[Assignment]:
When you reply, transcribe every line of the data below exactly.

#### Given data

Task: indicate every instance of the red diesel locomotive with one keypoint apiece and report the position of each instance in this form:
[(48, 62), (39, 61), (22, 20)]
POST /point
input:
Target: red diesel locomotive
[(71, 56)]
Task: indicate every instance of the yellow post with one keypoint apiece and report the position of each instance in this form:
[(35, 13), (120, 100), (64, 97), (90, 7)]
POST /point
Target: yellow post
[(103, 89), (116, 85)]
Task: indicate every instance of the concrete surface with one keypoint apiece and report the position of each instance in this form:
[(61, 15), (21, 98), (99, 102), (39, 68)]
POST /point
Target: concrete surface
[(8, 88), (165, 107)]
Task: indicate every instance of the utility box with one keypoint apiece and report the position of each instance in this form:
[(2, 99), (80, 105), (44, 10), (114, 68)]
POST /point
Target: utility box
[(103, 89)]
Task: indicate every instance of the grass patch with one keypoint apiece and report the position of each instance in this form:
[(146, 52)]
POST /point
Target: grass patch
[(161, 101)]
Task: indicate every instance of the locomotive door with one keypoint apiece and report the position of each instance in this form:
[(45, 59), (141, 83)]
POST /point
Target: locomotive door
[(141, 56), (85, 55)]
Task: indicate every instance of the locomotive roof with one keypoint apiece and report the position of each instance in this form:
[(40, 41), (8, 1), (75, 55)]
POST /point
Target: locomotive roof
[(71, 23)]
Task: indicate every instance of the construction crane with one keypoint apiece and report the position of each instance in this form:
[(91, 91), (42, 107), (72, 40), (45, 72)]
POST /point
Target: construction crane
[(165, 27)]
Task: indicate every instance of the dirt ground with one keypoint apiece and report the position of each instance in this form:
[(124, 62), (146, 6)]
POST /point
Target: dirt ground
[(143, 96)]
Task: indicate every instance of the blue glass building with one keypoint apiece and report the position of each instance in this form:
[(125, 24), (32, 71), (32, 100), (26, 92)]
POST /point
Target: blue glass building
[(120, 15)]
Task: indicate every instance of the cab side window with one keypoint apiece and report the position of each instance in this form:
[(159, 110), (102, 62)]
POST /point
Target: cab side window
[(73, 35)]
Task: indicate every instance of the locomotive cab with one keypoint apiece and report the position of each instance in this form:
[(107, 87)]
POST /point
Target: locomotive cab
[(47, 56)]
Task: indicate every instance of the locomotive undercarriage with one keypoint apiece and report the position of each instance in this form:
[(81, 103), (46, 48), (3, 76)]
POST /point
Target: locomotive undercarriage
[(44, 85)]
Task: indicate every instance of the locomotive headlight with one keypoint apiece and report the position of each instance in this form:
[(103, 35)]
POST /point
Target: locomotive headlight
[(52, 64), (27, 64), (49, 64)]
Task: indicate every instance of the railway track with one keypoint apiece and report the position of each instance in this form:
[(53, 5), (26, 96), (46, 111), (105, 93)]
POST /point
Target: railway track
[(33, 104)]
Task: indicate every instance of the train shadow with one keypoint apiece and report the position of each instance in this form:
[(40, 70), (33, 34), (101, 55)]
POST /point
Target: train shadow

########

[Expected answer]:
Task: indicate every instance of the red diesel locomotive with one keypoint apiece and report the position of each instance in this form:
[(48, 62), (39, 61), (22, 20)]
POST /point
input:
Target: red diesel locomotive
[(71, 56)]
Task: indicate every instance of the yellow post with one keypoint apiece and report the position of each instance in this form:
[(35, 13), (120, 100), (64, 97), (90, 7)]
POST /point
Target: yellow post
[(103, 89), (116, 85)]
Task: indicate every instance of the concrete surface with one keypoint apiece and report the position of each instance in this form:
[(61, 15), (21, 98), (99, 102), (39, 68)]
POST /point
Target: concrete surface
[(8, 88), (165, 107)]
Task: indicate every instance of the utility box with one keypoint apiece and report the position of each instance in this form:
[(2, 99), (80, 105), (44, 10), (114, 68)]
POST /point
Target: utility box
[(103, 89)]
Task: indicate every instance of the grass patch with one keypoint apiece and report the position of each instance in this form:
[(146, 52)]
POST /point
Target: grass patch
[(161, 101)]
Task: indicate every instance of the locomotive door with one keypoint apiece and report the position of each instance in this form:
[(45, 59), (141, 83)]
POST /point
Target: locomotive door
[(141, 56), (85, 55)]
Task: indicate every instance of the locomotive roof with one keypoint apiece and report the position of each instance in this form:
[(40, 41), (8, 1), (75, 55)]
POST /point
Target: locomotive roof
[(71, 23)]
Task: indicate every instance of the construction crane with one keypoint apiece and report the position of each instance in this form:
[(91, 91), (42, 107), (72, 40), (45, 72)]
POST /point
Target: construction crane
[(165, 27)]
Task: indicate every instance of the dirt ground with one keypoint apiece and report the position of each instance in this form:
[(124, 62), (146, 6)]
POST /point
Target: dirt ground
[(143, 96)]
Task: indicate every instance of the blue glass building with one keypoint apiece and report the position of each instance in this form:
[(125, 24), (32, 71), (32, 100), (26, 92)]
POST /point
Target: blue glass building
[(120, 15)]
Task: indicate every instance of the cab side window with one keypoint apiece and report the position of each instance in this form:
[(159, 110), (102, 62)]
POST /point
Target: cab side window
[(73, 35)]
Task: indicate every instance of the locomotive cab with one keypoint apiece and report the position of each instance in this form:
[(107, 87)]
POST /point
Target: locomotive cab
[(47, 56)]
Task: indicate every instance of the locomotive undercarriage with one keypoint apiece and report the position of each instance in this form:
[(81, 103), (46, 48), (3, 76)]
POST /point
Target: locomotive undercarriage
[(44, 85)]
Task: indicate every instance of the locomotive headlight with one keypoint apiece and report the position of each instance in this form:
[(103, 35)]
POST /point
Target: locomotive headlight
[(52, 64), (27, 64), (49, 64)]
Task: indicate every instance of the railway track with one keypoint apiece and report the position of each instance in this form:
[(53, 5), (26, 96), (46, 111), (105, 93)]
POST /point
Target: railway track
[(33, 104)]
Task: indicate every instance of the train shadow with one keypoint apiece and report the position of each instance in this form:
[(40, 70), (33, 34), (101, 55)]
POST /point
Target: train shadow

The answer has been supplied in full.